*Exercise task*:
Rewrite each of the items below with "bounding box" replaced by "rectangular box" wherever it occurs, keeping everything else unchanged. Leave the pictures out of your answer.

[Detection annotation records]
════════
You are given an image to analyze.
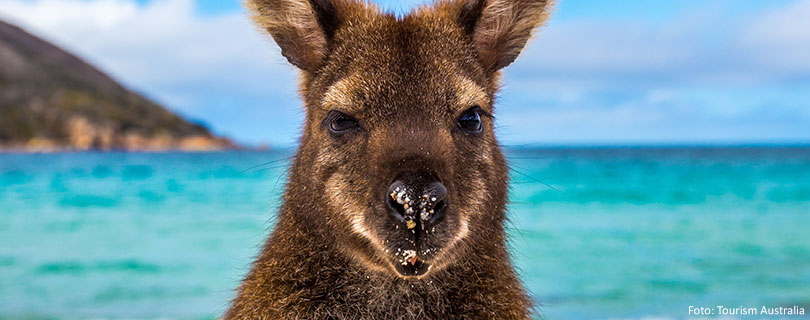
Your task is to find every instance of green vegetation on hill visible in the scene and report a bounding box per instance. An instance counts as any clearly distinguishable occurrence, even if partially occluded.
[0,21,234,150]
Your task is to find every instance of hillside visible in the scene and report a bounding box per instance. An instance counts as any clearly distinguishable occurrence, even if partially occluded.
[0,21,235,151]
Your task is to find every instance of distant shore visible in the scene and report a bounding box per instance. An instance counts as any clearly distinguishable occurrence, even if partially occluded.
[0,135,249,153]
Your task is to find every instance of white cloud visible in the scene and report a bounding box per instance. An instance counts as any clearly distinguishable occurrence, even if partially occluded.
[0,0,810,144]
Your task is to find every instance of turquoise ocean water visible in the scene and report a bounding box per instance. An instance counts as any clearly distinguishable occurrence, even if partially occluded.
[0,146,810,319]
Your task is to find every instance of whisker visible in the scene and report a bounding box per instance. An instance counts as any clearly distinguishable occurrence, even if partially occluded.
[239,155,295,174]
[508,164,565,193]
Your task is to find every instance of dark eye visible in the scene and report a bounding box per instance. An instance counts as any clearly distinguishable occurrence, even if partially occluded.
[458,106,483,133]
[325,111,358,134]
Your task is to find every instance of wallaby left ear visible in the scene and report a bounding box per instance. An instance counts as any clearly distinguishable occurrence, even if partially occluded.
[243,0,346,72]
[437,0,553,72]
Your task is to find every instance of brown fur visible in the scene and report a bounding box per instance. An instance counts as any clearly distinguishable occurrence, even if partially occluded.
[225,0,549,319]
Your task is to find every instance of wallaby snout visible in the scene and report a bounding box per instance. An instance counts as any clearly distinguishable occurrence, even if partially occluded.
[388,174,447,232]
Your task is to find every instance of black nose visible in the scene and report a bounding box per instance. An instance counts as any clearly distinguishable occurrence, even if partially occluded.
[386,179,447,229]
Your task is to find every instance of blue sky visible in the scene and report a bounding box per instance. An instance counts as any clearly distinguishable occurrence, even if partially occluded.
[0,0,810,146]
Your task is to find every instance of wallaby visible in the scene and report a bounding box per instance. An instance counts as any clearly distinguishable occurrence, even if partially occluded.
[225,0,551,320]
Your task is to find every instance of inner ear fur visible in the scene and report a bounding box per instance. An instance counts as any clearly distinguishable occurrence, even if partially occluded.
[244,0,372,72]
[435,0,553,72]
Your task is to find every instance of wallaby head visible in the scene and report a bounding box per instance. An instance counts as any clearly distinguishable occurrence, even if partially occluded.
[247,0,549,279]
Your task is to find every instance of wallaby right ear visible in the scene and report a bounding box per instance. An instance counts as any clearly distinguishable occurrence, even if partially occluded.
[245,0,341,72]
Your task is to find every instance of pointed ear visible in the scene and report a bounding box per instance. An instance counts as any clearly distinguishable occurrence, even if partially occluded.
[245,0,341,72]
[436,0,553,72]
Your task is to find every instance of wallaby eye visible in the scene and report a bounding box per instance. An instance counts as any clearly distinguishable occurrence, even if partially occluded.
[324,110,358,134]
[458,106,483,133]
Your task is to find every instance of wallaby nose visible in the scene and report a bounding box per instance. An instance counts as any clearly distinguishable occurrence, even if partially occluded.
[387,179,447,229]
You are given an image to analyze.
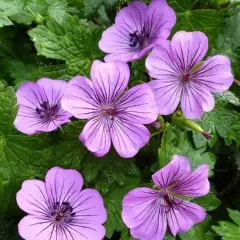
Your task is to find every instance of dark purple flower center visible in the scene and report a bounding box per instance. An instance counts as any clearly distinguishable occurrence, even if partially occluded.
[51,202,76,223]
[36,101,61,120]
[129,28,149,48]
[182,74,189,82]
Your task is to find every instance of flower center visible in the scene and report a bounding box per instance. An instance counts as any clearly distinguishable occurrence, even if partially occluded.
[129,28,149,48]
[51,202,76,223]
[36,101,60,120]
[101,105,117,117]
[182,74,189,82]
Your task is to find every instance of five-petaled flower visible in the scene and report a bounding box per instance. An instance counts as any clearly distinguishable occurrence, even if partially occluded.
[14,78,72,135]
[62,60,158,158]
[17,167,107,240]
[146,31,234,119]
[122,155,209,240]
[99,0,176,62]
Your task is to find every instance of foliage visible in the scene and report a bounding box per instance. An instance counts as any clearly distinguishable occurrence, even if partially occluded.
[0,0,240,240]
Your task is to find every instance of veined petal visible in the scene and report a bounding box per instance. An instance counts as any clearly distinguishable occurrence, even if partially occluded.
════════
*The reply*:
You are given an image to analyze.
Your task is to find every instance of green vegetation on hill visible in the scene and report a rectangular box per instance. An instance counts as any clearly distinguishable occurrence, even if partially occluded.
[0,21,234,150]
Your task is to find every instance of hillside visible in the scene and report a rectangular box per instance. An instance counts as any clearly distinguishable occurrence, even if partially occluded.
[0,21,235,151]
Your task is to find every instance of distant shore visible in the scene and report a rectangular box per instance. An instance counts as any clearly distinguishable occurrence, even if partially occluded.
[0,135,249,153]
Your task is to find every instance of white cloud visible in the scene and report a rectangular box per instance. An instance counts as any clearly distinguishable occurrence, even if partially occluded.
[0,0,810,144]
Your task is to find every instance of turquoise ocean water visible in the scene and report a rectangular box per instance. An instance counts as any clearly distinguishable occurrence, even if partially occluded.
[0,146,810,319]
Your task is to find every instance of whisker visible in the scene and report a rectangular box per instance. An instance counts as any clearly distinguishable occurrence, even if partially occluded.
[239,155,295,174]
[508,164,565,193]
Your task is to find every instance of dark eye visible in the scene and report a rectangular box per instance. An instance counts as any clearly distinguishable occurrence, even if partially occluded.
[458,106,483,133]
[325,111,358,134]
Your task is to find every instance of wallaby left ear visible in the scene and report a rectangular box per instance. An instance counts as any clearly distinguishable occurrence, even if partially occluded.
[243,0,346,72]
[437,0,553,72]
Your task is to find every instance of brown fur visible in the scene and report a rectangular box per instance. An instance counts as any clearly distinguishable occurrence, even if partially occluded.
[225,0,549,319]
Your task is to find every instance of wallaby snout visible in the scene and report a rectangular box per instance. An instance counts as any clearly distinguishable occurrence, even if partially occluded.
[388,174,447,232]
Your task is to find every instance of black nose visible in the scene and report a rectangular box per instance. An instance counts as any clearly distinguishable occurrence, even if partially occluded.
[386,179,447,229]
Your task is to find every instance of blue sky visible in the scene and report a rectangular box per instance. An instance counts as any clearly distinguishable occurrence, even if partially occluded.
[0,0,810,146]
Your task is to find every instance of wallaby visible in the scene and report a rectangular box per instance. An instance counts as any clearly distinguishable occurrence, even if partially occluded.
[225,0,551,320]
Your task is to find every instance of inner ear fur visible in the scene and report a rectangular box per instance. An instance counts as any clearly distinguishable occurrence, even if partially occluded.
[244,0,372,72]
[435,0,553,72]
Your task is to find every instance of wallaby head visible in the scene and report a rectangular box per instance. An instance counts as any clearly distinguishable occurrence, even if partially occluded.
[247,0,549,279]
Your task is to find every instance of wallaby right ear visible in the scene and report a rectangular box per instance. An instance counts as any clearly distinguishable occurrence, even if partially occluded.
[245,0,341,72]
Your task is to find every instance of pointed ear visible in the scene and report a rectangular box per instance. An instance counts as any clearly distinguishable occurrence, even if partially occluded.
[245,0,341,72]
[436,0,553,72]
Your task is to find every instance of wallaby eye visible in the scene and report a rectangular box per instance. An instance counts as any clearly distinguishable occurrence, even if partially occluded.
[324,110,358,134]
[458,106,483,133]
Your task is to find every instance of wallaby nose visible in the scene and report a rectangular box per instance. An instance counts as any clearly distinguishable occurrence, even if partially occluded.
[387,179,447,229]
You are given an image to analyze.
Your task is to find every instance of dark purple flower center visible in the scene and report a rectangular box per instance. An instance counts as any clearly distinguishable occurrence, even if partially occluded.
[51,202,76,223]
[36,101,61,120]
[129,28,149,48]
[182,74,189,82]
Your task is to find every instance of flower center visible in the scene and report a rectangular box per instance. An instance counts as any clearly distinguishable occurrence, even if partially occluded.
[129,28,149,48]
[51,202,76,223]
[36,101,60,120]
[101,105,117,117]
[182,74,189,82]
Your task is to find every instance of five-petaled flower visible in the scene and report a rectangular box per instance. An instance counts as any clearly distinguishable occurrence, even if partially occluded.
[14,78,72,135]
[62,60,158,158]
[17,167,107,240]
[146,31,234,119]
[122,155,209,240]
[99,0,176,62]
Your task is to find every instance of foliage visible in the scene and report a rectangular box per instance. An instance counts as any clearly distinguishable occurrence, even if partially occluded.
[0,0,240,240]
Your task is to find every instance of veined petal visible in the scene and report a rectangular box per instance. An instance counts as any clearly distinguishable occurrence, even if partially occluded.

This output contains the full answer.